> _题目 1_:
把记录中从含有“segment: tiled floor”的那一行到含有“198 L 48 190”的那一行（首尾两行都算）逐字抄下来，答案里不要放图片。

Description：

平面上有 $n$ 个竖直的线段，每次可以从原点发射一条抛物线，问最多能从第一个开始连续穿过几条线段。

$1\leqslant n\leqslant 10^5$

Solution：

设抛物线的方程为 $y=ax^2+bx$ ，那么我们可以二分最后的答案，然后判断是否存在一个抛物线能穿过所有线段，发现每一个线段都是两个类似 $ax_0^2+bx_0\leqslant/\geqslant y_0$ 的限制，如果我们把 $a$ 看成 $x$ ， $b$ 看成 $y$ ，那么会发现这个限制就是一个半平面，于是做半平面交判断是否有解即可。

Code：

好像卡精度， $60$ 调不出来了。。。

#include<algorithm>

#include<iostream>

#include<cstdlib>

#include<cstdio>

#include<cmath>

#include<cctype>

#include<cstring>

using namespace std;

int n;

#define MAXN 100010

struct segment

{

    double x,y1,y2;

}s[MAXN];

struct point

{

    double x,y;

    point(double x_ = 0.0,double y_ = 0.0){x = x_;y = y_;}

}p[MAXN << 1];

typedef point vector;

vector operator + (vector a,vector b){return (vector){a.x + b.x,a.y + b.y};}

vector operator - (vector a,vector b){return (vector){a.x - b.x,a.y - b.y};}

vector operator * (vector a,double b){return (vector){a.x * b,a.y * b};}

double crossmul(vector a,vector b){return a.x * b.y - a.y * b.x;}

double angle(vector a){return atan2(a.y,a.x);}

#define eps 1e-10

bool equal(double a,double b){return (fabs(a - b) < eps);}

int sign(double k){return (equal(k,0.0) ? 0 : (k < 0 ? -1 : 1));}

struct plane

{

    point p;vector v;

    plane(){};

    plane(point p_,point v_){p = p_;v = v_;}

}pl[MAXN << 1],q[MAXN << 1];

int head,tail;

bool in(point p,plane k){return sign(crossmul(p - k.p,k.v)) >= 0;}

point intersection(plane a,plane b){return b.p + b.v * (crossmul(a.v,a.p - b.p) / crossmul(a.v,b.v));}

bool cmp(plane a,plane b){return angle(a.v) < angle(b.v);}

bool check(int k)

{

    if(k <= 1)return true;

    int n = 0;

    point a,b;

    for(int i = 1;i <= k;++i)

    {

        a = (point){100.0,-1.0 * s[i].x * 100 + s[i].y1 * 100 / s[i].x};

        b = (point){0.0,s[i].y1 * 100 / s[i].x};

        pl[++n] = (plane){a,b - a};

        a = (point){100.0,-1.0 * s[i].x * 100 + s[i].y2 * 100 / s[i].x};

        b = (point){0.0,s[i].y2 * 100 / s[i].x};

        pl[++n] = (plane){a,a - b};

    }

    sort(pl + 1,pl + 1 + n,cmp);

    int tot = 0;

    for(int i = 1;i <= n;++i)

> _材料_:
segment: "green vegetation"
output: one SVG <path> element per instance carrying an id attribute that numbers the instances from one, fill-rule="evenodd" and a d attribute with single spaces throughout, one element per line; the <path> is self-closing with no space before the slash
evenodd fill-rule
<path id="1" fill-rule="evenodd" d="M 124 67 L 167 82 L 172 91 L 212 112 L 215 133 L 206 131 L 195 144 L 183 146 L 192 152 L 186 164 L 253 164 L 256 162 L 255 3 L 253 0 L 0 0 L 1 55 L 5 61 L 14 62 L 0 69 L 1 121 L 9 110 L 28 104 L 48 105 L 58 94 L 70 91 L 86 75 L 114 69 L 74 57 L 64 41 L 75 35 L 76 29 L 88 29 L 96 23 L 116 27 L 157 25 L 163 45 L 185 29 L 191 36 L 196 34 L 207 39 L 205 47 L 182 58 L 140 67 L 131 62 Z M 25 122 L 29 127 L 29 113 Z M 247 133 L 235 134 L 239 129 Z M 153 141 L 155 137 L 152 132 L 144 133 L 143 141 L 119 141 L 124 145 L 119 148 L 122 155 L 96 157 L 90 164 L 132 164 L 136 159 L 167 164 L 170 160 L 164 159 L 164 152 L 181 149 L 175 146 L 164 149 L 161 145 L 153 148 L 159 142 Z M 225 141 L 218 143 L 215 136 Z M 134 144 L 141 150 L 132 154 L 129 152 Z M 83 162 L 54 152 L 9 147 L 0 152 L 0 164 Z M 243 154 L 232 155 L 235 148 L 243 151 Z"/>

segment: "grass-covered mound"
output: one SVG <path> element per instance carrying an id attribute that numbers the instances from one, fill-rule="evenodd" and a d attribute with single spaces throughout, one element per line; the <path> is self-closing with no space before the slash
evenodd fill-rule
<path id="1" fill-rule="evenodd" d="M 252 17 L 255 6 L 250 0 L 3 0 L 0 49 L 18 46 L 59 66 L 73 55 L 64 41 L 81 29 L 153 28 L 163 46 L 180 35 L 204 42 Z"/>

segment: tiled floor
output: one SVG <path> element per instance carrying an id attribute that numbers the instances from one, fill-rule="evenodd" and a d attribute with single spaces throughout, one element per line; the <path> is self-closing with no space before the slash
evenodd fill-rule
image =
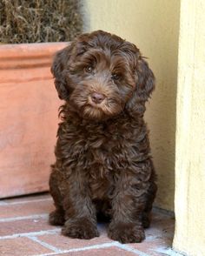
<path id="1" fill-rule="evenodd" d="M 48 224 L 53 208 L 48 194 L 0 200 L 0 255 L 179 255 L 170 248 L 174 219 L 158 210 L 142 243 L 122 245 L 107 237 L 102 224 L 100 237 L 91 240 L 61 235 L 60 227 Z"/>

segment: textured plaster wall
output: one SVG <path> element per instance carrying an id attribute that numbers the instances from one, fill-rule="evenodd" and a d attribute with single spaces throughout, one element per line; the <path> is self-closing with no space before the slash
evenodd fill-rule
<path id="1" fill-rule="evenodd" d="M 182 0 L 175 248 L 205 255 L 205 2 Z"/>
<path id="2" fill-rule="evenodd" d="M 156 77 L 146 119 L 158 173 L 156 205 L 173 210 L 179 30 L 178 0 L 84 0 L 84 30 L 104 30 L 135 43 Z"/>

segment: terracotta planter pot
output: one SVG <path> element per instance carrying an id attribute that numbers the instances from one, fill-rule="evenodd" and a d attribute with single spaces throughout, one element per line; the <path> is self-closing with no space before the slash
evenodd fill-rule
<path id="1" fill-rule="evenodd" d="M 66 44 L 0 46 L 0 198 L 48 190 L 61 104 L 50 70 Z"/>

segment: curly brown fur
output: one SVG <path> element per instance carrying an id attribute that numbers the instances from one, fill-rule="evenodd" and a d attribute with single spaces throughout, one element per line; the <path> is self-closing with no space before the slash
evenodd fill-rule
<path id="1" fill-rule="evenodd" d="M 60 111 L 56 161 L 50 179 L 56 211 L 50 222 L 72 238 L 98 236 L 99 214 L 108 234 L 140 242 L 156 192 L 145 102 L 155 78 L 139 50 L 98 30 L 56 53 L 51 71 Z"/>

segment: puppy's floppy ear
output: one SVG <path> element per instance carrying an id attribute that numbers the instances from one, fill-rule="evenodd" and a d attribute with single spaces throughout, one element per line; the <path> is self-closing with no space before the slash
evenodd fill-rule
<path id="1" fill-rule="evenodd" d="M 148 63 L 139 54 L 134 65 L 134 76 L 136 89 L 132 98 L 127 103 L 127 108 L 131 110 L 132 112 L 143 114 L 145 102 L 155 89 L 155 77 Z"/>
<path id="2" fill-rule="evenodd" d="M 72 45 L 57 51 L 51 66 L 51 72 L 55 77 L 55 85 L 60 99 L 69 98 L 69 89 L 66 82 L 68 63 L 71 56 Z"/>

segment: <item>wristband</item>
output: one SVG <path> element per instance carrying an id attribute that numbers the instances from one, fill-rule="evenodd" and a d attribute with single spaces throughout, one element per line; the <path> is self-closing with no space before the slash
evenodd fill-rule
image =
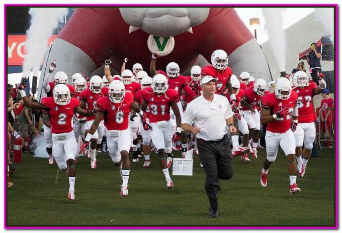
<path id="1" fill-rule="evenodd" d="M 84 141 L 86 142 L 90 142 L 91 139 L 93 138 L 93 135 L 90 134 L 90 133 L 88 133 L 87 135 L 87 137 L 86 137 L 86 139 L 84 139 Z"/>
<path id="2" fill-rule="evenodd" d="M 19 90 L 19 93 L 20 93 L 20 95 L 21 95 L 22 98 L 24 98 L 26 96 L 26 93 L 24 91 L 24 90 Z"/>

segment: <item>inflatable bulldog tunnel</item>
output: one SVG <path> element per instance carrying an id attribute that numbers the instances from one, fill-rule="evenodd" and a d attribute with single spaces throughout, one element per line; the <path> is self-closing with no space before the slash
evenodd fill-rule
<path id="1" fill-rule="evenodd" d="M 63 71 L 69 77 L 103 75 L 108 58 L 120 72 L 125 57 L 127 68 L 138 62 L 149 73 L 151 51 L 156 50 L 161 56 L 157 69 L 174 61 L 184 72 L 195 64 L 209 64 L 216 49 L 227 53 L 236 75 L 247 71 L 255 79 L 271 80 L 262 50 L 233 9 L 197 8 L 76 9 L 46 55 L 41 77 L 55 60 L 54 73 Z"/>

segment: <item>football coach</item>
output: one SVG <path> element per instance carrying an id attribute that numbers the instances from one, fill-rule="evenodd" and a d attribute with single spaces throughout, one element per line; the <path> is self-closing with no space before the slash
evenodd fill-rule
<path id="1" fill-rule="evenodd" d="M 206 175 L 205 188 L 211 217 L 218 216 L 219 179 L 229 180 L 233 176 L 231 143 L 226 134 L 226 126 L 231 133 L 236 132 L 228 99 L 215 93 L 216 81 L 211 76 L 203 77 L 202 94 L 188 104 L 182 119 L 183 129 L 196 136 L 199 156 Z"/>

> _题目 2_:
根据题解回答：
(a) 题解给出的 n 的取值范围是什么？
(b) 题解把抛物线的方程设成什么形式？
(c) 代码里 eps 被定义为多少？

> _练习解答 1_:
segment: tiled floor
output: one SVG <path> element per instance carrying an id attribute that numbers the instances from one, fill-rule="evenodd" and a d attribute with single spaces throughout, one element per line; the <path> is self-closing with no space before the slash
evenodd fill-rule
image =
<path id="1" fill-rule="evenodd" d="M 48 224 L 53 208 L 48 194 L 0 200 L 0 255 L 179 255 L 170 248 L 174 219 L 158 210 L 142 243 L 122 245 L 107 237 L 102 224 L 100 237 L 91 240 L 61 235 L 60 227 Z"/>

segment: textured plaster wall
output: one SVG <path> element per instance carrying an id attribute that numbers the instances from one, fill-rule="evenodd" and a d attribute with single spaces throughout, one element per line; the <path> is self-closing with no space before the slash
evenodd fill-rule
<path id="1" fill-rule="evenodd" d="M 182 0 L 175 248 L 205 255 L 205 2 Z"/>
<path id="2" fill-rule="evenodd" d="M 156 77 L 146 119 L 158 173 L 156 205 L 173 210 L 179 30 L 178 0 L 84 0 L 84 30 L 104 30 L 135 43 Z"/>

segment: terracotta planter pot
output: one SVG <path> element per instance carrying an id attribute that numbers the instances from one, fill-rule="evenodd" and a d attribute with single spaces throughout, one element per line; the <path> is self-closing with no space before the slash
evenodd fill-rule
<path id="1" fill-rule="evenodd" d="M 66 44 L 0 46 L 0 198 L 48 190 L 61 104 L 50 70 Z"/>

> _练习解答 2_:
(a) 1 ≤ n ≤ 10^5
(b) y = ax^2 + bx
(c) 1e-10